#### Quoted passage
The 2018 North Carolina Senate elections elected 50 members to serve in the North Carolina Senate for a two-year term starting in January 2019. The Democratic Party gained 6 seats in this election, ending the Republican supermajority that they had held since 2011 in the State Senate.

52.98% of registered voters cast ballots in this election, marking the highest turnout for a midterm election in North Carolina since 1990.

Results summary

Close races
Districts where the margin of victory was under 10%:
District 9, 0.27% (gain)
District 19, 0.74% (gain)
District 27, 1.04% (gain)
District 18, 2.55%
District 17, 4.25% (gain)
District 39, 5.78%
District 1, 6.42% 
District 3, 7.72%
District 24, 7.72%
District 7, 7.8%

Incumbents defeated in primary election
Shirley B. Randleman (R-District 30), lost a redistricting race to Deanna Ballard (R-District 45)
Dan Barrett (R-District 34), lost a redistricting race to Joyce Krawiec (R-District 31)
Joel Ford (D-District 38), defeated by Mujtaba Mohammed (D)
David Curtis (R-District 44), defeated by Ted Alexander (R)

Incumbents defeated in general election
Michael Lee (R-District 9), defeated by Harper Peterson (D)
Tamara Barringer (R-District 17), defeated by Sam Searcy (D)

#### Requests
1. Which districts in the "Close races" list of the article on the 2018 North Carolina Senate elections are marked as a gain? List every one.
2. Write a continuation of the article on the 2018 North Carolina Senate elections, starting right after its last line.

#### Stored records
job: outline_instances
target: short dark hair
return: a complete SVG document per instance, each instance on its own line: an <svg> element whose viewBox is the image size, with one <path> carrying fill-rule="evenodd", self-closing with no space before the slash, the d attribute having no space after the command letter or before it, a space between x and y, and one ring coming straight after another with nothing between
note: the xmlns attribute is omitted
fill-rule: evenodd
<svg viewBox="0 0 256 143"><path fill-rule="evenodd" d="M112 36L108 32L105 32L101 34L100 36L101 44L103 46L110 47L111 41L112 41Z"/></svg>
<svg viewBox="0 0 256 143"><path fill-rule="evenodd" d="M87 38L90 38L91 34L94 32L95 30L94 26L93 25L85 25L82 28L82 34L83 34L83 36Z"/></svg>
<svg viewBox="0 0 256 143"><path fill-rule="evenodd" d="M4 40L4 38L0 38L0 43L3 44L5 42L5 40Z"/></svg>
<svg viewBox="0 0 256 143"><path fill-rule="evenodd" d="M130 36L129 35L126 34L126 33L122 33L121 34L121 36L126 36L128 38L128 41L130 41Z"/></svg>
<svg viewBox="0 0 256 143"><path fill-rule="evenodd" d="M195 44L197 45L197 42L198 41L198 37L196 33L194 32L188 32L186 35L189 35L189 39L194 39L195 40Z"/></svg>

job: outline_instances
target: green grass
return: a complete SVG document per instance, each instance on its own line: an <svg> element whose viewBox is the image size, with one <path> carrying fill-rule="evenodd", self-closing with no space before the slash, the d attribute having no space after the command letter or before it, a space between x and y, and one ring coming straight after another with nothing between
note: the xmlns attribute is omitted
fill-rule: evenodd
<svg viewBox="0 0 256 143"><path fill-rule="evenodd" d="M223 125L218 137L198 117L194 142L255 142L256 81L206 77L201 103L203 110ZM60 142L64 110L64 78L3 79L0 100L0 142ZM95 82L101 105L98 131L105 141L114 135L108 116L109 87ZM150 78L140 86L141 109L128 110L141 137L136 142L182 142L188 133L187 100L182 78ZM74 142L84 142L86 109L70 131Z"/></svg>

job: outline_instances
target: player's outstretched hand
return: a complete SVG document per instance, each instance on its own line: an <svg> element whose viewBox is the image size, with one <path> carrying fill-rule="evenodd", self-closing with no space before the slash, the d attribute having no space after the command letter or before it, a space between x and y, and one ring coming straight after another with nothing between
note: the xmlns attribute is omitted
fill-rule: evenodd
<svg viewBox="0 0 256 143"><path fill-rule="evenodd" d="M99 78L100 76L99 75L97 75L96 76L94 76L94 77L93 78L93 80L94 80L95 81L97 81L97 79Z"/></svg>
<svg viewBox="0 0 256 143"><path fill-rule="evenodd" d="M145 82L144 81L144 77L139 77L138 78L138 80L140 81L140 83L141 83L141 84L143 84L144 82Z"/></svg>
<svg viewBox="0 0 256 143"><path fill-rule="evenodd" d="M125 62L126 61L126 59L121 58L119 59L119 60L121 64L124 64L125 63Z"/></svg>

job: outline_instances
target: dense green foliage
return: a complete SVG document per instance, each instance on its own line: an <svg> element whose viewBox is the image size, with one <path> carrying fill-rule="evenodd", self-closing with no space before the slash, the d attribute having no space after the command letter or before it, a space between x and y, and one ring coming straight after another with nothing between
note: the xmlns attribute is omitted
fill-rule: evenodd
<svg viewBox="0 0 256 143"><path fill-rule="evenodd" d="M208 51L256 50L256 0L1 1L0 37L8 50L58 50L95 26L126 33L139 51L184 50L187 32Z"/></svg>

#### Responses in order
1. District 9, District 19, District 27, District 17

2.
Wesley Meredith (R-District 19), defeated by Kirk deViere (D)
Trudy Wade (R-District 27), defeated by Michael Garrett (D)
Jeff Tarte (R-District 41), defeated by Natasha Marcus (D)

Open seats that changed parties
Jay Chaudhuri (D-District 16) instead ran in the 15th district, seat won by Wiley Nickel (D)

Results

District 1
Incumbent Republican Bill Cook has represented the 1st district since 2013.  Cook didn't seek re-election. Representative Bob Steinburg won the open seat.

District 2
Incumbent Republican Norman W. Sanderson has represented the 2nd district since 2013.

District 3
Incumbent Democrat Erica D. Smith has represented the 3rd district since 2015.

District 4
Incumbent Democrat Milton F. (Toby) Fitch, Jr. has represented the 4th district since 2018.  Fitch won his first full term.

District 5
Incumbent Democrat Donald G. Davis has represented the 5th district since 2013 and previously from 2009 to 2011.

District 6
Incumbent Republican Majority Leader Harry Brown has represented the 6th district since 2004.  District 6 had the lowest number of votes cast in any district election in 2018.

District 7
Incumbent Republican Louis Pate has represented the 7th district and its predecessors since 2011.

District 8
Incumbent Republican Bill Rabon has represented the 8th district since 2011.

District 9
Incumbent Republican Michael Lee has represented the 9th district since 2014.  Lee was defeated for re-election by Democrat Harper Peterson.

District 10
Incumbent Republican Brent Jackson has represented the 10th district since 2011.

District 11
Incumbent Republican Rick Horner has represented the 11th district since 2017.

District 12
Incumbent Republican Ronald J. Rabin has represented the 12th district since 2013.  Rabin didn't seek re-election. Republican Jim Burgin won the open seat.

District 13
Incumbent Republican Danny Earl Britt, Jr. has represented the 13th district since 2017.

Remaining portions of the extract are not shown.